:: Data provided ::
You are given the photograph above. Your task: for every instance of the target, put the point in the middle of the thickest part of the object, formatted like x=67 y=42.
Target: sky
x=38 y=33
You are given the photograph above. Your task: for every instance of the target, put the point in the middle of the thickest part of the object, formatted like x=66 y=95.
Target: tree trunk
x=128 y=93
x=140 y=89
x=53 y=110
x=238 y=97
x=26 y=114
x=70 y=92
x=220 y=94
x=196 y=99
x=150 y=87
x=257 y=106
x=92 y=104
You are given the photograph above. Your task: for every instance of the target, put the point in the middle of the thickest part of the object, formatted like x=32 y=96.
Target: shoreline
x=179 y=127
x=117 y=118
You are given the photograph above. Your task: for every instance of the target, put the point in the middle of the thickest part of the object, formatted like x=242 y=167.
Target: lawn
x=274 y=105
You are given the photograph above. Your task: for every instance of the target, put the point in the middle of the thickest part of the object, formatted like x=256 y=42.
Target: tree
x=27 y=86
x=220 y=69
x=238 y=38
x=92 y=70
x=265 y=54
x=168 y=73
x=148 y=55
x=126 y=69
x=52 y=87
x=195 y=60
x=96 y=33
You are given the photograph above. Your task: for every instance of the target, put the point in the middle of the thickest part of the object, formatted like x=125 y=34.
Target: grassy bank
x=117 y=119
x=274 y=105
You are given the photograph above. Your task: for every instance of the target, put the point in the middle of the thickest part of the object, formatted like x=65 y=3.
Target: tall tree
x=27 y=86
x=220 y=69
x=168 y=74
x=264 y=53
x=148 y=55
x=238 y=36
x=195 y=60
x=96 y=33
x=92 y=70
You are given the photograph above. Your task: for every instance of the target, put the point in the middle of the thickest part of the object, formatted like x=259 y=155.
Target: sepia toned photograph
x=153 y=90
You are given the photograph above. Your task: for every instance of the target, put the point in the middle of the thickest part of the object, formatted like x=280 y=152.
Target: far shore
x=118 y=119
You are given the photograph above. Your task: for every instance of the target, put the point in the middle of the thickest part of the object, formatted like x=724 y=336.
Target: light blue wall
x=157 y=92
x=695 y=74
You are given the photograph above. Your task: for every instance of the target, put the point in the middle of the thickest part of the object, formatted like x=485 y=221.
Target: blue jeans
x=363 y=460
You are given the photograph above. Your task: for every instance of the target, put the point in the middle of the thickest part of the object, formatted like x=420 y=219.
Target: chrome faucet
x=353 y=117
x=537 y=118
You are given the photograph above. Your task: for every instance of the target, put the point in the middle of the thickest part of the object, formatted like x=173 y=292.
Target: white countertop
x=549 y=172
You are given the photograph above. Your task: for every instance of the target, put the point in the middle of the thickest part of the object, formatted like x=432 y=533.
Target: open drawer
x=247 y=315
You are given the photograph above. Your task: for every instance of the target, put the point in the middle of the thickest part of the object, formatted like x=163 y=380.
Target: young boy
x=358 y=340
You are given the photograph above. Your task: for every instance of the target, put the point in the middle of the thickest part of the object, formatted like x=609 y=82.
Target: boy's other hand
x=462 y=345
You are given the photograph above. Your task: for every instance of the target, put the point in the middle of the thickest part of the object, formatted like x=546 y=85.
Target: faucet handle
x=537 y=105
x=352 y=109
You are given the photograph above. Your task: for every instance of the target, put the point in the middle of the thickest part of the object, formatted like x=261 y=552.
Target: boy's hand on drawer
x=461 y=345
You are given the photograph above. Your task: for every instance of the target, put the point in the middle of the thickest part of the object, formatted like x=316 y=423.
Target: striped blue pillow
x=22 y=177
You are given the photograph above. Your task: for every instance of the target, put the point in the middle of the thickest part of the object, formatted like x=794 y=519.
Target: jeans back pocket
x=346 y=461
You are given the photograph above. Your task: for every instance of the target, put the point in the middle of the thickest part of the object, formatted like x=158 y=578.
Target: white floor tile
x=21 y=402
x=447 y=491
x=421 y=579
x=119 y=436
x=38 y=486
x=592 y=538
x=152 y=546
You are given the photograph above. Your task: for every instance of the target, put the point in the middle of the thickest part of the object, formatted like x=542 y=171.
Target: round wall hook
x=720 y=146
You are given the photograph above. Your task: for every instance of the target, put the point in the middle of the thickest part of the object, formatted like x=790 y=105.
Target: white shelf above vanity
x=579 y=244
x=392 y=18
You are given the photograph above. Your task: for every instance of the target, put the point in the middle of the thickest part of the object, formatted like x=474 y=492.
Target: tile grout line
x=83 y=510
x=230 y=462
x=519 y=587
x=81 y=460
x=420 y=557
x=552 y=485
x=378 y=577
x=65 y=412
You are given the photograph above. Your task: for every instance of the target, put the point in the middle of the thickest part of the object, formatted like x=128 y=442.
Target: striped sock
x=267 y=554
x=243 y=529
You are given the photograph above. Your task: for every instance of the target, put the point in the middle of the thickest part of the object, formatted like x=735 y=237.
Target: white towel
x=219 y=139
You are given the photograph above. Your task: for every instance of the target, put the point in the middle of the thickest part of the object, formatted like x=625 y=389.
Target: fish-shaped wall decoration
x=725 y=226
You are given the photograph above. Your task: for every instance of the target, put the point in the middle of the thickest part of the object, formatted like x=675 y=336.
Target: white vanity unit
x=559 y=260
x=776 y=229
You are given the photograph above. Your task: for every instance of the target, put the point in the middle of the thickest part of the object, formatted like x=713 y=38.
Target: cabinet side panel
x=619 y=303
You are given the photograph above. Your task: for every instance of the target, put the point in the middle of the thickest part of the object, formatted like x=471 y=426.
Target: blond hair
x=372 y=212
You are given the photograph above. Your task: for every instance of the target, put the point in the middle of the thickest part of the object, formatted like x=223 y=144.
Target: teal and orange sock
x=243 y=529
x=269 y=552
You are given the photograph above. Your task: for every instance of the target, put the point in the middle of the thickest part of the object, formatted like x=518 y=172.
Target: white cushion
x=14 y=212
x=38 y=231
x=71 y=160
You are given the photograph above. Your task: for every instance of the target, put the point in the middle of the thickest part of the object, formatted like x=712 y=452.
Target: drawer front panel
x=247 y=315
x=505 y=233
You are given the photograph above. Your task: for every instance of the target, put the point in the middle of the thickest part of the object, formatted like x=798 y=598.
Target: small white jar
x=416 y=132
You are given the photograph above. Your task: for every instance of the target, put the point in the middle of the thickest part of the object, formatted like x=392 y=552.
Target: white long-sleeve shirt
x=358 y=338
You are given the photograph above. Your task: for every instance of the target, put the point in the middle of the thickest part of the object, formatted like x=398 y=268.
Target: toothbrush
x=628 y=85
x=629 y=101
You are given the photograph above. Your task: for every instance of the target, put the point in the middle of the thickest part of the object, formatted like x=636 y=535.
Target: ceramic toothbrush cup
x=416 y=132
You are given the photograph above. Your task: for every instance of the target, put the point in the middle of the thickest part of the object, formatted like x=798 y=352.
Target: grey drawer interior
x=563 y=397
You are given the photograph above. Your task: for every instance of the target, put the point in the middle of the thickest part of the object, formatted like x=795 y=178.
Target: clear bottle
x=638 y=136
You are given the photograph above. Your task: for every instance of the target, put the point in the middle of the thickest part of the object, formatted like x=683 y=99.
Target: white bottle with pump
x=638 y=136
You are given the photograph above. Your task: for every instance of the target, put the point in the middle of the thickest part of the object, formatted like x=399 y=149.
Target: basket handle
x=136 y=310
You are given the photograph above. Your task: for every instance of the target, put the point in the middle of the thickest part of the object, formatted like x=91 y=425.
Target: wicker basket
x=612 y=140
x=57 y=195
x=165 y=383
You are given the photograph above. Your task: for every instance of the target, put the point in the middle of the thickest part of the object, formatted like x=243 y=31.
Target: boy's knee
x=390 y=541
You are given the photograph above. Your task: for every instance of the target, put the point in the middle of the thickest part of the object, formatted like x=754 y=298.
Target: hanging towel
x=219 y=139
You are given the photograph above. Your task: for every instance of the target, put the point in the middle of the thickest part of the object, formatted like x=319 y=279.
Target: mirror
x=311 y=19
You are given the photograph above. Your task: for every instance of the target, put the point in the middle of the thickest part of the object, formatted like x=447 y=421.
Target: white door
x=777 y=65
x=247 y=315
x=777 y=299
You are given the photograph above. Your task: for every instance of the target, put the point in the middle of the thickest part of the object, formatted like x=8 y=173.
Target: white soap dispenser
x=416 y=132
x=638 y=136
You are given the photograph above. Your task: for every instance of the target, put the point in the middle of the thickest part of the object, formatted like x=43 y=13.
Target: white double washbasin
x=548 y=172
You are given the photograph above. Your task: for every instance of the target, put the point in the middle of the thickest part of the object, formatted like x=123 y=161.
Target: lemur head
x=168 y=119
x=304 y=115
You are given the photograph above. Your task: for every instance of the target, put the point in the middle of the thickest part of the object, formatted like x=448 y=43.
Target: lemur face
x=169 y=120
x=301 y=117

:: What the exercise asks ::
Return, word for word, every line from the line with "like x=754 y=298." to the final line of the data.

:: Answer to the exercise ::
You are given the photograph above. Your task: for every instance of the target, put the point in the middle of the thickest part of the object, formatted like x=754 y=298.
Target: hanging towel
x=219 y=139
You are given the photograph above. Your task: for every instance of the target, put the point in the middle of the thickest part of the object, formatted like x=319 y=279.
Target: mirror
x=311 y=19
You are given the photograph above. Your task: for every instance of the target, put the point in the middle of the thickest part of the object, formatted like x=447 y=421.
Target: white door
x=777 y=65
x=247 y=315
x=777 y=299
You are given the photograph above. Your task: for every instance of the target, put the point in the middle of the thickest part of the object, formatted like x=8 y=173.
Target: white soap dispenser
x=416 y=132
x=638 y=136
You are given the photograph above. Your task: for every instance of the target, put the point in the middle of the thickest part of the object, formatted like x=43 y=13.
Target: white double washbasin
x=548 y=172
You are given the photograph above. Your task: for every instance of the target, put the point in the middle of the thickest part of the object, formatted like x=123 y=161.
Target: lemur head
x=168 y=119
x=304 y=115
You are given the photograph above. Your task: for every instance of the target, put the point in the middle of the thickest part of the object, formatted like x=448 y=43.
Target: lemur face
x=169 y=120
x=301 y=117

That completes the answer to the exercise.